■ PROVIDED RECORDS:

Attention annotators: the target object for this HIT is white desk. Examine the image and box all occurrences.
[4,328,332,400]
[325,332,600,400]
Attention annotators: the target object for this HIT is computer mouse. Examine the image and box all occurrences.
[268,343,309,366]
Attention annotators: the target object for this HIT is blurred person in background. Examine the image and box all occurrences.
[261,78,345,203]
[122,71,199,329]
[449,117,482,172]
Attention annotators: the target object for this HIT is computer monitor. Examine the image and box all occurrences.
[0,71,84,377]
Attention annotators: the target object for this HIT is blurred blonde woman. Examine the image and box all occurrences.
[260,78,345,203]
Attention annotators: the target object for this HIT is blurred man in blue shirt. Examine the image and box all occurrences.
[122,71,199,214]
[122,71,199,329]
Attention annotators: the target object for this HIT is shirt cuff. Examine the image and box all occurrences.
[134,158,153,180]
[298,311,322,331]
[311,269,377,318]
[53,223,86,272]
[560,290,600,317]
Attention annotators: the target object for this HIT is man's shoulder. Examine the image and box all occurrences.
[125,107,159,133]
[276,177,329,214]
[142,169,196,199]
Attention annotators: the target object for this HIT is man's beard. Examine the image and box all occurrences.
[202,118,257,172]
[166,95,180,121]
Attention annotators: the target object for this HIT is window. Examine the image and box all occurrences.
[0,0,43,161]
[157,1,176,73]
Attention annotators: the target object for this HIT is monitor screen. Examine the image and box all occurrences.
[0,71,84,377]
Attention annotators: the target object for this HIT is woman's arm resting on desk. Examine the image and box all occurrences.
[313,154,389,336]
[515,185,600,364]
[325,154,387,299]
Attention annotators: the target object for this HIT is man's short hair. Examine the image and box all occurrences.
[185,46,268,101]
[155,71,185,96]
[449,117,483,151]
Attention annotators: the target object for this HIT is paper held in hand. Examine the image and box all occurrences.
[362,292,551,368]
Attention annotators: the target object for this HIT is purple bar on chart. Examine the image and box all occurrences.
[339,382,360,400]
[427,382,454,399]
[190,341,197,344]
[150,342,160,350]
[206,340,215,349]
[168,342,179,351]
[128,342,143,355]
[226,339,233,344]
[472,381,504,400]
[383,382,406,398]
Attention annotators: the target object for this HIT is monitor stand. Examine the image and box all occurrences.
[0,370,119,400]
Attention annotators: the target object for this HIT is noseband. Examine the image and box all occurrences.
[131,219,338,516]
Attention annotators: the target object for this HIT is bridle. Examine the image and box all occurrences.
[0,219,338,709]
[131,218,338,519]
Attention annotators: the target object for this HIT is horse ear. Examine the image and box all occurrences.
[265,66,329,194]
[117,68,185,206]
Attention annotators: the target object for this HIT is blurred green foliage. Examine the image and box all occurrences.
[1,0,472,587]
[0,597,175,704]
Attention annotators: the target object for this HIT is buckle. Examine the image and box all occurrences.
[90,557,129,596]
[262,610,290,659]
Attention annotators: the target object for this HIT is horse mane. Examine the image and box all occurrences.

■ EXERCISE REQUIREMENTS: All of the material above should be repeated exactly.

■ EXERCISE ANSWER:
Attention annotators: the target object for this HIT is white desk. Examine the image and box all occurrences.
[4,328,332,400]
[325,332,600,400]
Attention annotators: the target object for this HIT is computer mouse. Examine the image and box all occurrences.
[268,343,309,366]
Attention annotators: the target object for this HIT is blurred person in background. Examine the image and box all occurrences.
[261,78,345,203]
[122,71,199,329]
[449,117,482,172]
Attention annotators: the target object for this HIT is computer monitor. Examine the image and box all occurrences.
[0,71,84,377]
Attention annotators: the target object for this HIT is blurred blonde woman. Examine the image and box all occurrences.
[260,78,345,203]
Attention annotators: the target object for this HIT is blurred man in blue shirt. Examine the image and box all occurrences.
[122,71,199,214]
[122,71,199,329]
Attention annotators: the target object for this HIT is shirt cuff. Examine the image and box all occurrences.
[134,158,153,180]
[298,311,322,331]
[311,269,377,318]
[53,223,86,272]
[560,290,600,317]
Attention annotators: the target object for this HIT is man's shoulder. Examine the image and box all occurrences.
[125,107,159,133]
[276,177,329,214]
[142,169,196,199]
Attention annotators: the target object for this HIT is man's beard. Examine the image and box all occurrences.
[202,118,257,172]
[166,95,180,121]
Attention annotators: the target object for this HIT is window. Examine the image and box all occurrences.
[0,0,43,161]
[157,1,176,73]
Attention annotators: the target object for this HIT is monitor screen. Examine the image and box all occurrences.
[0,71,84,377]
Attention annotators: the target object for this HIT is woman's arm resting on desk. Examine the image and box all occurrences.
[313,154,389,336]
[515,185,600,364]
[325,154,387,299]
Attention annotators: the target object for this HIT is man's short hair. Examine the image and box all occurrences.
[185,46,268,101]
[155,71,185,96]
[449,117,483,151]
Attention annotators: the target object for this HIT is paper held in hand. Examine the image and box all occurrences.
[362,292,551,368]
Attention annotators: the target object for this HIT is purple bar on chart. Examine the image and box all occurrences.
[339,382,360,400]
[427,382,454,399]
[190,341,197,344]
[150,342,160,350]
[206,340,215,349]
[168,342,179,351]
[128,342,143,355]
[226,339,233,344]
[472,381,504,400]
[383,382,406,398]
Attention annotators: the target object for this HIT is monitor stand. Examine the image and box all occurrences.
[0,370,119,400]
Attention annotators: the target object for this HIT is noseband. Examine the image and box all occurrences.
[131,219,338,516]
Attention annotators: the target object for this HIT is bridle. Examine the image and box all occurrences.
[0,219,338,709]
[131,218,338,519]
Attention annotators: the target object for this HIT is horse ear. Examine the image and box all occurrences.
[265,66,329,194]
[117,68,185,206]
Attention annotators: the target object for this HIT is blurred green foliage. Examine the image and box all occurrences.
[1,0,472,587]
[0,597,175,704]
Attention annotators: the target object for this HIT is buckle. Examine the image and box all occurrences.
[90,557,129,596]
[262,610,290,659]
Attention annotators: the target object for this HIT is horse mane. Examine the image and box all occurrences.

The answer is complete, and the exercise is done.